*** Extracted records ***
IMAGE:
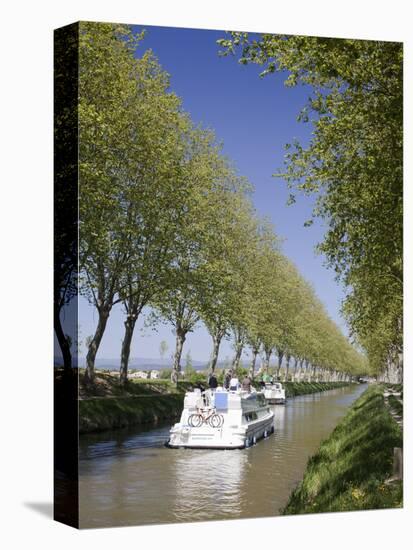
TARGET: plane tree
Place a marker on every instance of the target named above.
(352, 163)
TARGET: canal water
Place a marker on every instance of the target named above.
(128, 477)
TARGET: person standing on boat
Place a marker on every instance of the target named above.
(212, 381)
(227, 379)
(234, 384)
(246, 383)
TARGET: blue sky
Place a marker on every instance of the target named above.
(254, 117)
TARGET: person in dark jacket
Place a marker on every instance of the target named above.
(227, 379)
(212, 381)
(246, 383)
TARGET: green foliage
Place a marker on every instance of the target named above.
(353, 163)
(350, 469)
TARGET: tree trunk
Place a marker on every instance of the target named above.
(268, 352)
(216, 338)
(237, 356)
(287, 366)
(253, 361)
(180, 340)
(63, 343)
(293, 376)
(280, 360)
(129, 323)
(95, 343)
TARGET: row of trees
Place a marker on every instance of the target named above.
(166, 222)
(354, 163)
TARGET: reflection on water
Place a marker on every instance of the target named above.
(128, 477)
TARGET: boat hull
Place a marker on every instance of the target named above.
(183, 436)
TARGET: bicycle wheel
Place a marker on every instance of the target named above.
(195, 420)
(216, 420)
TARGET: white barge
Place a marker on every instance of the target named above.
(222, 419)
(274, 393)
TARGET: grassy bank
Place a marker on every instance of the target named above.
(350, 470)
(301, 388)
(107, 405)
(118, 412)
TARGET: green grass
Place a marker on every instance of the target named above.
(351, 466)
(301, 388)
(118, 412)
(106, 385)
(395, 405)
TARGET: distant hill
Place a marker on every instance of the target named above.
(142, 363)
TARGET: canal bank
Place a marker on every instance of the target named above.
(353, 467)
(108, 407)
(123, 472)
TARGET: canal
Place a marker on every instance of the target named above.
(128, 477)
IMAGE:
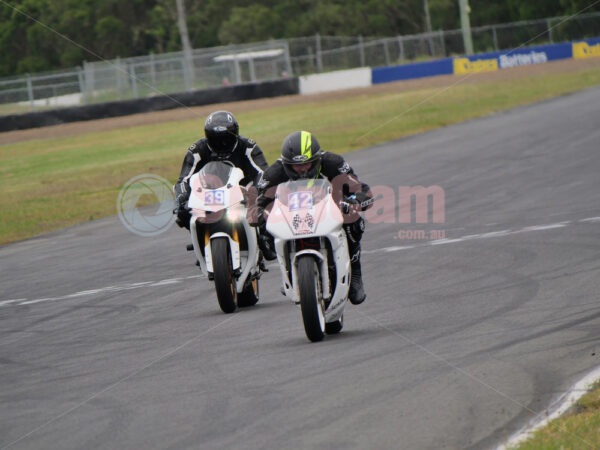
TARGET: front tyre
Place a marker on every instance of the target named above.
(224, 283)
(249, 296)
(309, 288)
(335, 327)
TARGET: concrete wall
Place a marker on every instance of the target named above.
(248, 91)
(333, 81)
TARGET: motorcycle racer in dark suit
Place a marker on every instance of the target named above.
(302, 157)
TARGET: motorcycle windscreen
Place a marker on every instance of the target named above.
(214, 175)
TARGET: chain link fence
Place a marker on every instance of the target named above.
(145, 76)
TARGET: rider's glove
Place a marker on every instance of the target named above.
(266, 244)
(348, 204)
(258, 219)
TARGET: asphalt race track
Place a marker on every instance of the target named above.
(110, 340)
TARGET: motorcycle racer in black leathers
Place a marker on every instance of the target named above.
(221, 142)
(302, 157)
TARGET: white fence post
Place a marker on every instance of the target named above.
(401, 48)
(133, 80)
(81, 84)
(443, 43)
(288, 60)
(361, 49)
(30, 91)
(386, 53)
(495, 37)
(318, 53)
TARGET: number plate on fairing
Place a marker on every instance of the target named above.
(300, 200)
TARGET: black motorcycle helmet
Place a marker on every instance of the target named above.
(301, 155)
(221, 131)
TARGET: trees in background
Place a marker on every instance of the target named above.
(112, 28)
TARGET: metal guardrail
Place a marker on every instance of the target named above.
(149, 75)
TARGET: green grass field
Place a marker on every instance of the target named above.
(52, 183)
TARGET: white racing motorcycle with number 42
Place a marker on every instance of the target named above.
(312, 252)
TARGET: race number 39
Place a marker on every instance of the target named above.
(214, 198)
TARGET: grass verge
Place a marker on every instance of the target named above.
(53, 183)
(578, 429)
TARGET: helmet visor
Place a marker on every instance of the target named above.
(309, 169)
(223, 142)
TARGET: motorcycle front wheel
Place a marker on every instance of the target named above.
(249, 296)
(223, 273)
(309, 287)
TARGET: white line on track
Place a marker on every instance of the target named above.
(471, 237)
(555, 410)
(169, 281)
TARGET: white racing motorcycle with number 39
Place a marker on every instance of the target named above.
(312, 252)
(224, 244)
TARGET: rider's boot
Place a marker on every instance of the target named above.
(357, 291)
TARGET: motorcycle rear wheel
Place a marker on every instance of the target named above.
(311, 304)
(223, 273)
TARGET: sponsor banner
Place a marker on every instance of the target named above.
(511, 58)
(414, 70)
(586, 49)
(465, 65)
(484, 62)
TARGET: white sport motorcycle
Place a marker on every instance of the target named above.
(223, 242)
(312, 252)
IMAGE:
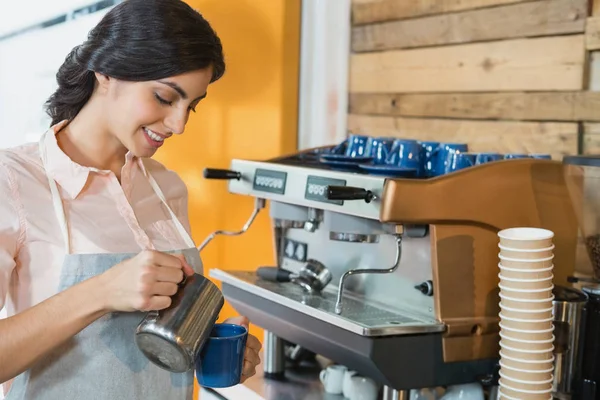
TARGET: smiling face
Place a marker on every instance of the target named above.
(142, 115)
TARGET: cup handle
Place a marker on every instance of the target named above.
(323, 376)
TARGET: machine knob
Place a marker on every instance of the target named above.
(349, 193)
(426, 288)
(214, 173)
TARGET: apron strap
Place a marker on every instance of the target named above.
(62, 217)
(180, 228)
(56, 199)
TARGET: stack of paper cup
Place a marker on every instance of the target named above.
(526, 329)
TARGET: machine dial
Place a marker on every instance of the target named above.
(426, 288)
(349, 193)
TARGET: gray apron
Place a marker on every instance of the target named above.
(102, 362)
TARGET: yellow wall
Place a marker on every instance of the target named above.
(250, 113)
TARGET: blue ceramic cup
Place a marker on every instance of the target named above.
(542, 156)
(516, 156)
(407, 153)
(458, 161)
(357, 146)
(445, 152)
(379, 148)
(222, 357)
(430, 154)
(483, 158)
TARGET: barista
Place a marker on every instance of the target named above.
(93, 232)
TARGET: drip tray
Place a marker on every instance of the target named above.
(358, 316)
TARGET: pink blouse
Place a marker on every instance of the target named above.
(104, 216)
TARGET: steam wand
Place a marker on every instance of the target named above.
(259, 204)
(338, 304)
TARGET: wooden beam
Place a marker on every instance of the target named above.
(591, 138)
(595, 8)
(592, 33)
(365, 12)
(556, 138)
(536, 106)
(552, 63)
(539, 18)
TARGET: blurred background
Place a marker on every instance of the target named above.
(513, 76)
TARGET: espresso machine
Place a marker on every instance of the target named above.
(406, 289)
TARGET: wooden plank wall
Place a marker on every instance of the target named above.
(502, 75)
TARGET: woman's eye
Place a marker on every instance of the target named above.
*** End of Extracted records ***
◆ Problem requirements
Write out each line of the data that holds the string "motorcycle".

◆ Answer to this problem
TARGET: motorcycle racer in dark suit
TARGET: motorcycle windscreen
TARGET: motorcycle racer in black leathers
TARGET: black motorcycle helmet
TARGET: white racing motorcycle with number 42
TARGET: motorcycle front wheel
TARGET: white racing motorcycle with number 39
TARGET: motorcycle rear wheel
TARGET: white sport motorcycle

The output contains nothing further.